La falta de orden ha quedado esta semana gráficamente expuesta en la doble figura de un pendrive y un cajón. Después ha venido la desintegración espontánea de unos informes que afectan a tres fibras sensibles del organismo nacional, a saber, el 11-M, el caso Marta del Castillo (que es el de otras muchas chicas desaparecidas y en potencia el de cualquier familia española) y el del bar Faisán, donde alguien pasó un móvil al recaudador de extorsiones etarra para que alguien hablara con él y le advirtiera de una inminente operación contra él.
Los tres asuntos son de sobra conocidos, aunque mucho más por sus sombras que por sus luces. El cierre de las causas judiciales no ha resuelto desde luego las dudas ambientales, como vuelve a quedar inequívocamente demostrado estos días con la enésima búsqueda policial de los restos de la muchacha. Asistimos además a una especie de opereta en la que todo un ministro se queja públicamente de que los informes que le dijeron que había no están ni se les espera. La unidad encargada de revisar los fallos para que no se repitieran ha errado a la hora de garantizar la cadena de custodia. No sé por qué, esto me suena a trenes desguazados, a mochilas fantasma y a huesos que nadie supo nunca si eran de perro o de niño. Al mismo tiempo, España se restriega los ojos porque un grupo de funcionarios policiales “han encontrado”, haciendo limpieza, un pen en un cajón con información valiosa sobre el caso “Pujol”. Andaban por allí, en un cajón de sastre, y han reaparecido por pura casualidad, mientras todo el mundo se pregunta por qué en unos casos de corrupción hay prisión inmediata y en otros ni por asomo.

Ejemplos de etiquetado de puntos

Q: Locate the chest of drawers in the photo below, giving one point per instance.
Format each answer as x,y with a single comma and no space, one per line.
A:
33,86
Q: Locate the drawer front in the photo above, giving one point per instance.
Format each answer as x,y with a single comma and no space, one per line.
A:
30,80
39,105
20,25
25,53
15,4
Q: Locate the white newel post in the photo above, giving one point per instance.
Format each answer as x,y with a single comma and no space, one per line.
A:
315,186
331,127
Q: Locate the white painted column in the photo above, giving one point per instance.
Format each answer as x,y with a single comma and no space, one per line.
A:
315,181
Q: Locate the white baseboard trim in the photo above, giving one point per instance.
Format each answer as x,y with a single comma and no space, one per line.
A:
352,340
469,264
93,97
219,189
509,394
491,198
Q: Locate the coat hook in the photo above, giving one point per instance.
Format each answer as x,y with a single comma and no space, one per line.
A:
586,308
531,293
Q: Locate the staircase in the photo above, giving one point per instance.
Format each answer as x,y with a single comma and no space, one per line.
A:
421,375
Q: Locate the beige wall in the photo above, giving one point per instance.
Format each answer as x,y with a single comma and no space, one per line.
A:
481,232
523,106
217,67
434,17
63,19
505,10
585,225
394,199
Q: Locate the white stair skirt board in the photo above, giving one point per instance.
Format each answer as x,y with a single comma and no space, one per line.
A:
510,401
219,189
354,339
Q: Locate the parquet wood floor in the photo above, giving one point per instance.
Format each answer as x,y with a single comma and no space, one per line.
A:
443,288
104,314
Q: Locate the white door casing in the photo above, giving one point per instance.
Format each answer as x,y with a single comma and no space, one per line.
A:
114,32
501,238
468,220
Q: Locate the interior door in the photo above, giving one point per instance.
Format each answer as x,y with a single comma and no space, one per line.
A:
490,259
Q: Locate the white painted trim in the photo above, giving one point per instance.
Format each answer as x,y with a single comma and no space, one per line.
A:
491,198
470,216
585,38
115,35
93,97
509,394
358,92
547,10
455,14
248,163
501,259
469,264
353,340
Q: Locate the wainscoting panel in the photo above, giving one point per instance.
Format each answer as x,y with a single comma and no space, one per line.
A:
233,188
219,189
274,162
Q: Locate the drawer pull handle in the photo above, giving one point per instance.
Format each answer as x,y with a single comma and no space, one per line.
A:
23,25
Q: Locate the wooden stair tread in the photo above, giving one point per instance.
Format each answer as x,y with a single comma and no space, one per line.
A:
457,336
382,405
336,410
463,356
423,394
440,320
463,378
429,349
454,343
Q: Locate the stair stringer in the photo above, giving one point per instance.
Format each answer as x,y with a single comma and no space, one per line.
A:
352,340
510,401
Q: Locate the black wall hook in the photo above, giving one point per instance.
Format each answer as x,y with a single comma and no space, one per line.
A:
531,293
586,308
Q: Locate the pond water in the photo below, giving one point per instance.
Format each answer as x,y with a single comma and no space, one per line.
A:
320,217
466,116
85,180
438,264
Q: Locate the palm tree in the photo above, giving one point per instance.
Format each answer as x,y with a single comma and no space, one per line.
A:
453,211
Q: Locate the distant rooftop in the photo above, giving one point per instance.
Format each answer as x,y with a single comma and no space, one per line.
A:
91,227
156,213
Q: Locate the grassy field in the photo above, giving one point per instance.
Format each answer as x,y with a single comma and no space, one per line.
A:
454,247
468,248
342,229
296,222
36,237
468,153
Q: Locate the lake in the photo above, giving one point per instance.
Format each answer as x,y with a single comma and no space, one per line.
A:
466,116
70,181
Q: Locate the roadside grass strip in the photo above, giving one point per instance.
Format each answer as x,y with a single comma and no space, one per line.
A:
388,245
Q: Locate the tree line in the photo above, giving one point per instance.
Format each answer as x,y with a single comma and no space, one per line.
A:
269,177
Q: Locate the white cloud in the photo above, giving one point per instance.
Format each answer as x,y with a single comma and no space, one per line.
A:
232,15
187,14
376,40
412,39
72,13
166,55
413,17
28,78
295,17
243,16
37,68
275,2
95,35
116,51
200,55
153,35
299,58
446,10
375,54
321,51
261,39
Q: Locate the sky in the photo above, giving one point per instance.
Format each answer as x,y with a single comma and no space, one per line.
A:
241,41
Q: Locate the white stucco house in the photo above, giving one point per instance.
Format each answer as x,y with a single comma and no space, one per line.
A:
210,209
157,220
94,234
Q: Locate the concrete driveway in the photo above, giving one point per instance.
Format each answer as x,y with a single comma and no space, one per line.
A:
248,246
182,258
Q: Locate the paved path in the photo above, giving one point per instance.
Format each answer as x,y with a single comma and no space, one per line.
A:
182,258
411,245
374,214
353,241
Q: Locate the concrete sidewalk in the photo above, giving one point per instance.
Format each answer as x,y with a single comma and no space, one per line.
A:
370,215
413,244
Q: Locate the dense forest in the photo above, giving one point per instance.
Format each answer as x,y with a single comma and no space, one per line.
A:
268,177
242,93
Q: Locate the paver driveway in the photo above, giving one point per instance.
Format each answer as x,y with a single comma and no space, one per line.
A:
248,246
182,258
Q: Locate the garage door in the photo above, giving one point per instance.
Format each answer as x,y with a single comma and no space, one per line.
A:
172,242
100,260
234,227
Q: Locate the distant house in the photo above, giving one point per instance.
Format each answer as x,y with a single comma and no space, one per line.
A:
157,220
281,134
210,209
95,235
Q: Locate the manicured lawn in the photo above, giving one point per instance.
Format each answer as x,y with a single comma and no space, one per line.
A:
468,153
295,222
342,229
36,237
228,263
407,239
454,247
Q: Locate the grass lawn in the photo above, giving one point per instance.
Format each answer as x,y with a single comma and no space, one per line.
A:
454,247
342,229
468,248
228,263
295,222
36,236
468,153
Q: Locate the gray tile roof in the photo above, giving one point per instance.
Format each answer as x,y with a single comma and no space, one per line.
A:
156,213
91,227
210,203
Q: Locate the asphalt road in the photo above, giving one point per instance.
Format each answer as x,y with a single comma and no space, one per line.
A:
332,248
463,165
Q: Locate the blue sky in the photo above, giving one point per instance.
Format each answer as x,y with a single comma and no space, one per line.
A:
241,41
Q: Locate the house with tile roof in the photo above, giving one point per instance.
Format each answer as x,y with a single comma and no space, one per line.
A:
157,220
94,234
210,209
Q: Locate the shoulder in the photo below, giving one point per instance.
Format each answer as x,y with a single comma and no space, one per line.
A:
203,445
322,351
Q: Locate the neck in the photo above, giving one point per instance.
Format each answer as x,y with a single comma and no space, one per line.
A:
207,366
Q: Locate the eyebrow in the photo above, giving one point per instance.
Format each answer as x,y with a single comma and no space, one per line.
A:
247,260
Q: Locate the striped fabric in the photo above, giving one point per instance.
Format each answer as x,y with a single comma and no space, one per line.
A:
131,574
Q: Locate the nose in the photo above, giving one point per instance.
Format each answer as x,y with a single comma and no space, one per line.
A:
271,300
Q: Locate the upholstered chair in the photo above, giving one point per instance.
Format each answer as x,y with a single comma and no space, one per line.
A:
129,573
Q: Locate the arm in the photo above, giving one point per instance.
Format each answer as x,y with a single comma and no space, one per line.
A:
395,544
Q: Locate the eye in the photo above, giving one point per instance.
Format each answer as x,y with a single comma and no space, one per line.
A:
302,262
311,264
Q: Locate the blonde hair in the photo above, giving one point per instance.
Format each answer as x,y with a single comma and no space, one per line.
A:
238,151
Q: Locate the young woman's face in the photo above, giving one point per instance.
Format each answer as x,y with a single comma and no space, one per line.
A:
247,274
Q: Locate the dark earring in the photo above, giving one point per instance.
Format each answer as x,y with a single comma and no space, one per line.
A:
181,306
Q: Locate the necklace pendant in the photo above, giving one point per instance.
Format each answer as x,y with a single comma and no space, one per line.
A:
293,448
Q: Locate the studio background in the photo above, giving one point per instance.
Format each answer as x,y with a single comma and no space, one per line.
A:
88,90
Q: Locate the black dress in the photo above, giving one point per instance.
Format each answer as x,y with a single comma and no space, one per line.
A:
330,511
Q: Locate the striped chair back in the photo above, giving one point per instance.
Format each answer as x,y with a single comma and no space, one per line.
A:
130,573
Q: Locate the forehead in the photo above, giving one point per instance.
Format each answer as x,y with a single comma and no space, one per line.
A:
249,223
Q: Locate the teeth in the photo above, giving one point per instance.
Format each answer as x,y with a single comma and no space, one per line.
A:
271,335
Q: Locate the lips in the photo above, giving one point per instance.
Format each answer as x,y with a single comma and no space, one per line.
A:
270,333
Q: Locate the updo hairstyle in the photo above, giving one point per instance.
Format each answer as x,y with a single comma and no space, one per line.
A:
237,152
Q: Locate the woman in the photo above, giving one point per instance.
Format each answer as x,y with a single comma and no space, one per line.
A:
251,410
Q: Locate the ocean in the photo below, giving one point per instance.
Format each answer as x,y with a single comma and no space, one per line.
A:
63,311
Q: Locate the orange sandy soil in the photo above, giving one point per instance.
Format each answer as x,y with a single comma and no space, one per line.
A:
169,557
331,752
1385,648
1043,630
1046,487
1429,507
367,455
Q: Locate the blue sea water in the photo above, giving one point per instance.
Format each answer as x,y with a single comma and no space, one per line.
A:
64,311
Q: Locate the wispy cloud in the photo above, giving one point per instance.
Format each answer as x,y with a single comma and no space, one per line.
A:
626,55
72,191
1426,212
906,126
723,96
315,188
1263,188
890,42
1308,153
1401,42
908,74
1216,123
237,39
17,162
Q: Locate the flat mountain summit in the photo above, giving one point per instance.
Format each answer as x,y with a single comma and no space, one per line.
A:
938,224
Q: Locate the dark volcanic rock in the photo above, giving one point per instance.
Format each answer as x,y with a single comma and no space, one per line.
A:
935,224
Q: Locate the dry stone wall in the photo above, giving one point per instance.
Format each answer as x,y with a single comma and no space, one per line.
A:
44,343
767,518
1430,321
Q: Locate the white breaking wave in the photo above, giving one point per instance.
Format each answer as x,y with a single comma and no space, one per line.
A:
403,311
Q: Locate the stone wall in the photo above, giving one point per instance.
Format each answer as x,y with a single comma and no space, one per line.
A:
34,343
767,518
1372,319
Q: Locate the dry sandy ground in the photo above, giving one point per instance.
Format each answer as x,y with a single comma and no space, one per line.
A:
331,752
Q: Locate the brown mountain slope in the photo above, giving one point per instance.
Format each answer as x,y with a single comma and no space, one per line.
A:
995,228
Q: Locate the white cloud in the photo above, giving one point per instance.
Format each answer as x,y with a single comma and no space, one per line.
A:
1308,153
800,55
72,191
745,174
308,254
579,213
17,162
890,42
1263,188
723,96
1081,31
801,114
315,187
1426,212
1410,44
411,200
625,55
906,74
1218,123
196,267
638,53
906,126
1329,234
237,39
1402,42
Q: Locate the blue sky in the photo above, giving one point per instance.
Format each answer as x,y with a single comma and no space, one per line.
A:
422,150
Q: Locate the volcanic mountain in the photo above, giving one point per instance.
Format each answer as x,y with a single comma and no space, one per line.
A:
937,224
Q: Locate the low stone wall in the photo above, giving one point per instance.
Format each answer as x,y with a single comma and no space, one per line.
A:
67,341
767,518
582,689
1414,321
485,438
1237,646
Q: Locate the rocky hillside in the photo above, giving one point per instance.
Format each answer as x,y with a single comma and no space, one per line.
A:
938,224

> [Tarea]:
Según el fragmento de texto, ¿dónde encontraron los funcionarios policiales el pen con información sobre el caso "Pujol"? Los registros no hacen falta para responder.

> [Respuesta]:
En un cajón, mientras hacían limpieza.